### Task to carry out
Each entry below should be output exactly, apart from its images.

(Dataset entries)
———
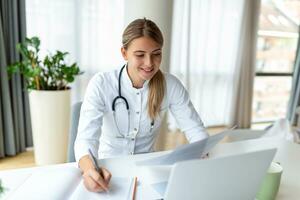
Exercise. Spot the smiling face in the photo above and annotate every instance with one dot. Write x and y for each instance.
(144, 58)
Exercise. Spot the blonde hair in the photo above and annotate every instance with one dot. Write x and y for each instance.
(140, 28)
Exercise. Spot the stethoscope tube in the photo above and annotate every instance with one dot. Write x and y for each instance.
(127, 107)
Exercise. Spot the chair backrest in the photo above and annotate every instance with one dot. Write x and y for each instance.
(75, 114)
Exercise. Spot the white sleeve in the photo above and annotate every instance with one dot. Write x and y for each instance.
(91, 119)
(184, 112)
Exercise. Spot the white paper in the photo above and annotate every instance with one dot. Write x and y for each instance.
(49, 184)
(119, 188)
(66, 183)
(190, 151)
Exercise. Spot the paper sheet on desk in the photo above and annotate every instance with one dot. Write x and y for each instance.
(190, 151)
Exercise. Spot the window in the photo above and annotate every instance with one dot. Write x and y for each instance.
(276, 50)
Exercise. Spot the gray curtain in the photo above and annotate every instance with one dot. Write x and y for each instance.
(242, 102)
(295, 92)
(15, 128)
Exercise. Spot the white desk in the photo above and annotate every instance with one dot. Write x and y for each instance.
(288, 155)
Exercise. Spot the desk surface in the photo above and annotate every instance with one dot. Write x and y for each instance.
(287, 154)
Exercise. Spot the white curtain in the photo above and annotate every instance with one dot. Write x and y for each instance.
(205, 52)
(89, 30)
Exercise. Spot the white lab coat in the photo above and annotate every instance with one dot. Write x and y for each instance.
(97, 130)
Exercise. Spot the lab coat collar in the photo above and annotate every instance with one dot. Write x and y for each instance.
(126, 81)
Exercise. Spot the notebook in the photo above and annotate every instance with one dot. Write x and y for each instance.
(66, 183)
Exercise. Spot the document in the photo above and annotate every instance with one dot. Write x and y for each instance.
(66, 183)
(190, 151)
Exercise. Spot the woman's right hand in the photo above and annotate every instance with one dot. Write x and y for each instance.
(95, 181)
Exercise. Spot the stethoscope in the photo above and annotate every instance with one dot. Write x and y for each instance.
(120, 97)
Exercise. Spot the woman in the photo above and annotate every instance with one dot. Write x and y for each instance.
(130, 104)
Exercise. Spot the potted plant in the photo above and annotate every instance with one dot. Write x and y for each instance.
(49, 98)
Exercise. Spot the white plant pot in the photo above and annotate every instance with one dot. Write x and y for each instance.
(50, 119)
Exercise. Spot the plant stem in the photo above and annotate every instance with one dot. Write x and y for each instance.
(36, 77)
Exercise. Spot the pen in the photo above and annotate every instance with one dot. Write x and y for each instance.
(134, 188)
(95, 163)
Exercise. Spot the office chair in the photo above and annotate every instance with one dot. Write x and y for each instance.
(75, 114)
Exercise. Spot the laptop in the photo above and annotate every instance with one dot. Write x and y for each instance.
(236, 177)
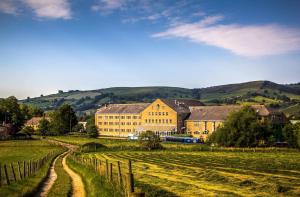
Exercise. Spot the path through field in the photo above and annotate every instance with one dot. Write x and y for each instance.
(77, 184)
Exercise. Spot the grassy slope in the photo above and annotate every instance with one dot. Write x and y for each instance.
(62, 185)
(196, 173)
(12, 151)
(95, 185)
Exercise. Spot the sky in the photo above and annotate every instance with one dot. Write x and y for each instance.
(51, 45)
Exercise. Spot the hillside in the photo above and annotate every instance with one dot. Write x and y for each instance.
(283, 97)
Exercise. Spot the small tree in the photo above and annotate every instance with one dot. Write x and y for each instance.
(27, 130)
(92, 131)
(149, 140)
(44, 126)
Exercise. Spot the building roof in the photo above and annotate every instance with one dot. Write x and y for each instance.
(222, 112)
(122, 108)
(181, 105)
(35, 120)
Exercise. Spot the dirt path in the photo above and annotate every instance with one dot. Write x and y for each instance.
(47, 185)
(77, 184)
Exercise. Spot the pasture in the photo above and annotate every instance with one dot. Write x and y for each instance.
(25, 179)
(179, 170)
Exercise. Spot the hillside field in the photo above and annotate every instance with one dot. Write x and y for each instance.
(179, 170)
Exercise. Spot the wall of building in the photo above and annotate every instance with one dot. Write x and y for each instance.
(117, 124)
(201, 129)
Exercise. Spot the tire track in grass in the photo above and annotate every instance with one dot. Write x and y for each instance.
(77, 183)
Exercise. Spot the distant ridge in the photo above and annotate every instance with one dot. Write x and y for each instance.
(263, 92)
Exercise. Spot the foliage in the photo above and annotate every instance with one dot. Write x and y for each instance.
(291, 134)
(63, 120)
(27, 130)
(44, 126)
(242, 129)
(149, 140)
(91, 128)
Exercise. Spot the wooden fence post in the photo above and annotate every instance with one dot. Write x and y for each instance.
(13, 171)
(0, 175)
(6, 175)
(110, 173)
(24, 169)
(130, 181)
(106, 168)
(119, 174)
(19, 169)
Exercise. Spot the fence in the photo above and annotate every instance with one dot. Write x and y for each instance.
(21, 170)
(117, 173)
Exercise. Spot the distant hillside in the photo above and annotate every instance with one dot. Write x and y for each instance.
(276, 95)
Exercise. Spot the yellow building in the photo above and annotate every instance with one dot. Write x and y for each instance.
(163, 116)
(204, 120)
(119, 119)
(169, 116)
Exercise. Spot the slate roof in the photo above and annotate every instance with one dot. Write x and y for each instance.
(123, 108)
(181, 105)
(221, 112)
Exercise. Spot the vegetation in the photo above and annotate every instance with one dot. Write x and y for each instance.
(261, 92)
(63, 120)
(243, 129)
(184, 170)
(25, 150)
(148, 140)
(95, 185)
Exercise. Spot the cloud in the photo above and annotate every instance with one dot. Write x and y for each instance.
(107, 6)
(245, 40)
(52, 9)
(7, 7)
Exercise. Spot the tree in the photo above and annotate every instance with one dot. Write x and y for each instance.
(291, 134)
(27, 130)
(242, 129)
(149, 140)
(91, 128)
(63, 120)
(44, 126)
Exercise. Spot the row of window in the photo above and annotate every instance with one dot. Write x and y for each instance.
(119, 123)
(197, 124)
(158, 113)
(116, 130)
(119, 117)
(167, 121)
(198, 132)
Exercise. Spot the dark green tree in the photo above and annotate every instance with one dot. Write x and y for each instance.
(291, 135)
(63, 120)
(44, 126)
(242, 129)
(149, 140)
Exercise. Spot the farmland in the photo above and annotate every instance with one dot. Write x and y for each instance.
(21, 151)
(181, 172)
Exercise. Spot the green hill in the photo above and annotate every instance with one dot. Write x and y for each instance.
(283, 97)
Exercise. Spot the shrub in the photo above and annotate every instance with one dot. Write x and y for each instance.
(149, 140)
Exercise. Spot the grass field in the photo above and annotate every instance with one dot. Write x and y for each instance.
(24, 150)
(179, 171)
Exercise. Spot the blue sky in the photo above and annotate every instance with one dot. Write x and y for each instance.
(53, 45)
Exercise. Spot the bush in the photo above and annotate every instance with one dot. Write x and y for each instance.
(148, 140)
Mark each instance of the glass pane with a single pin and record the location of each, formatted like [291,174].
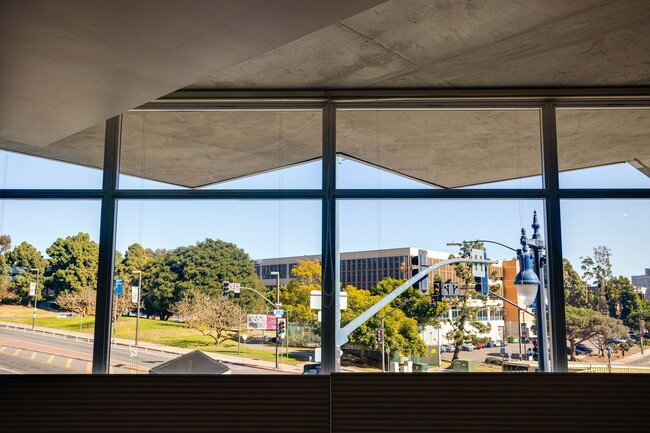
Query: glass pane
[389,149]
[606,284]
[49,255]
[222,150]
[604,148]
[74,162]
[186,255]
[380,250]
———
### Result of the task
Exercise. Spot the smiling face in the photo above and annotate every instance with one dot. Write x and y for each instance.
(144, 58)
Exercise. Spot the blonde hair in the photo above and annotate every instance with one dot. Write x and y for each instance.
(140, 28)
Exercise. Spot the stethoscope tube in the photo above and annotate every instance with one dot. Write x and y for each instance.
(127, 107)
Exercise. Spot the chair backrest in the photo above and annotate every instance with one dot. Write x and y for each instance.
(75, 114)
Exercise. Spot the white sleeve in the photo above and annotate every instance with one dot. Write x and y for each instance.
(91, 119)
(184, 112)
Exercise. Spot the white paper in the photo above and annotate every instance with one dot. Write x and y for each instance.
(49, 184)
(119, 188)
(66, 183)
(190, 151)
Exercise. Spot the paper sheet on desk in the photo above and annotate every instance with one dot. Write x and y for each instance.
(190, 151)
Exercise. Spot the window in the photo above and annotate every instance with one dot. Write x and y for each instance.
(276, 50)
Exercise. Spot the gray curtain in the photo above and annotate every instance with one dot. Write x and y for each instance.
(242, 102)
(295, 92)
(15, 128)
Exercise. Spot the white desk in the photo above and annotate every instance with one dot. Write x and y for each instance.
(288, 155)
Exercise. Spot the desk surface in the photo above and annotate every instance with one dot. Write x and y for each instance.
(287, 154)
Exercise. Spot the white curtain in the photo above and annotate every instance with one dot. Write x and y for each instance.
(205, 52)
(89, 30)
Exercise. Spot the white lab coat in the photo above and annotate every instance with one dot. Write x and y for each instance.
(97, 130)
Exercise. Spot the lab coat collar in the photo above and annotate every instance with one dot. Write x and y for each instance.
(126, 81)
Exercise. Spot the notebook in the photo above and annotate every instance with one dot. Write x and y for each instance.
(66, 183)
Exercise. Spot the document in the photo above and annotate every instance with one dot. Write x and y for each instance.
(66, 183)
(190, 151)
Exercise. Spot the woman's right hand in the photo above and annotate every instance with one dot. Write x and y for each instance.
(95, 181)
Exercise. Spot the stethoscope in the photo above and annotate every instance with one dot. Write x and y for each instance.
(120, 97)
Exercise. Spot the woman in the photo above and annotate every instance with one dot. Write x and y for each instance.
(130, 104)
Exercise. Spot the potted plant in the photo above and annotate every instance with one dot. Write x and y for each instance.
(49, 98)
Exercise. Spot the white plant pot in the photo above and annotate every instance with one dot. Write x and y for each instance.
(50, 119)
Exercise. Spot the plant stem in the photo above and annotate every instance with one dot. Write x and y for each instance.
(36, 77)
Exercise. Spot the pen in the photo above and annotate every instance with one dot. Write x and y for each instance.
(134, 188)
(95, 163)
Exercise. Spot the office chair in the photo above and annotate every instance with one dot. Write x and y for each instance.
(75, 114)
Exercise. Spot the laptop in the photo above and annotate every instance with one dot. Write x and y for each instance.
(236, 177)
Exercise. Spot the path through field in the photo above and annotate every instance with one dot. Write x and y for each instance.
(77, 184)
Exercise. Spot the grassy slope in the photo above and annotate every instance with one dot. Write x and y for each instance.
(62, 185)
(196, 173)
(12, 151)
(95, 185)
Exercise. Spot the sky in the photo above and annotate every instance with one dot. Write x and y for each instance.
(51, 45)
Exercise. Spot the hillside in the photo above and annotate every instance with one dot. Write x and y for each instance.
(283, 97)
Exercise. Spot the small tree in the photo above and annotate every instance with one dot. Write x and y for each instance.
(27, 130)
(92, 131)
(149, 140)
(44, 126)
Exercise. Spot the building roof in the photo above and annotate every instance with one dot. Write x and y for each instance.
(222, 112)
(122, 108)
(181, 105)
(35, 120)
Exercise. Spot the dirt path in the photo above and annotate every instance with one dot. Write x and y for each instance.
(47, 185)
(77, 184)
Exercise. Spot the pasture in the photo above and annotate every instance with one dot. Write x and y for each instance.
(25, 179)
(179, 170)
Exercise. Spot the hillside field in the photo above and annotate every instance with one dot. Write x and y for each instance.
(179, 170)
Exercise. Spot the wall of building in the photo above and annotate every instance with one dot. Write x and y for each instance.
(117, 124)
(201, 129)
Exercise. Spot the tire track in grass in the photo above and annotate every instance with one dot. Write x and y for each instance.
(77, 183)
Exercise. Spot the distant ridge in the photo above and annotate every instance with one dot. Write x and y for each instance.
(263, 92)
Exercise. Spot the foliage in the photo above and annotate every instance with one dot. Write x and y for each instance.
(291, 134)
(63, 120)
(27, 130)
(44, 126)
(242, 129)
(149, 140)
(91, 128)
Exercise. Spot the wooden fence post in the photo above and annotate every instance with one dot. Write x and y for each instance.
(13, 171)
(0, 175)
(6, 175)
(110, 173)
(24, 169)
(130, 181)
(106, 168)
(119, 174)
(19, 169)
Exercise. Spot the fence in the photo above and annotate every instance with one dot. Write x and y for each instance.
(21, 170)
(117, 173)
Exercise. Spot the distant hillside in the photo above and annotate every instance with one dot. Write x and y for each instance.
(276, 95)
Exercise. Spot the yellow building in the photo above and annotate every instance with one dot. Write x and y for each instance.
(163, 116)
(204, 120)
(119, 119)
(169, 116)
Exercise. Spot the slate roof in the photo above and annotate every instance with one dot. Write x and y for each instance.
(123, 108)
(181, 105)
(221, 112)
Exercise. Spot the vegetation in the photo above and annotate every instance with one dot. Write x and y for each instance.
(261, 92)
(63, 120)
(243, 129)
(184, 170)
(25, 150)
(148, 140)
(95, 185)
Exercise. Spot the cloud in the photo above and annotate every instance with one dot. Write x and y for each instance.
(107, 6)
(245, 40)
(52, 9)
(7, 7)
Exercise. Spot the tree in the photo above and annotate every instance with one dot. Write x and y for each instance.
(291, 134)
(27, 130)
(242, 129)
(149, 140)
(91, 128)
(63, 120)
(44, 126)
Exercise. Spot the row of window in the photo above and annotate every instance with one dot. Write x and y for each instance.
(119, 123)
(197, 124)
(158, 113)
(116, 130)
(119, 117)
(167, 121)
(198, 132)
Exercise. Spot the dark green tree in the photo above and annotate every instance with one dot. Write x and y for each instance.
(291, 135)
(63, 120)
(44, 126)
(242, 129)
(149, 140)
Exercise. Spot the farmland in the photo above and annotate every instance with one dot. Write x and y for each instance.
(21, 151)
(181, 172)
Exercise. Spot the green hill in the photo above and annotate every instance with one dot. Write x and y for each instance.
(283, 97)
Exercise. Spot the shrub in the photo above and annotate every instance with one dot. Write x and y for each instance.
(149, 140)
Exercise. Spot the grass field in the photo above and annotate every instance with one dot. Write x and y for each instance.
(24, 150)
(179, 171)
Exercise. Spot the blue sky in the photo above and annotate every instance with one dot. Write x and y for each instance.
(53, 45)
Exercise. Spot the bush in the photo above and annotate every instance with one dot. Write x and y for each instance.
(148, 140)
Mark each instance of the glass pane with a single pin and record the location of each, formatted like [291,174].
Query: glass pane
[389,149]
[606,284]
[49,255]
[222,150]
[604,148]
[74,162]
[186,255]
[380,250]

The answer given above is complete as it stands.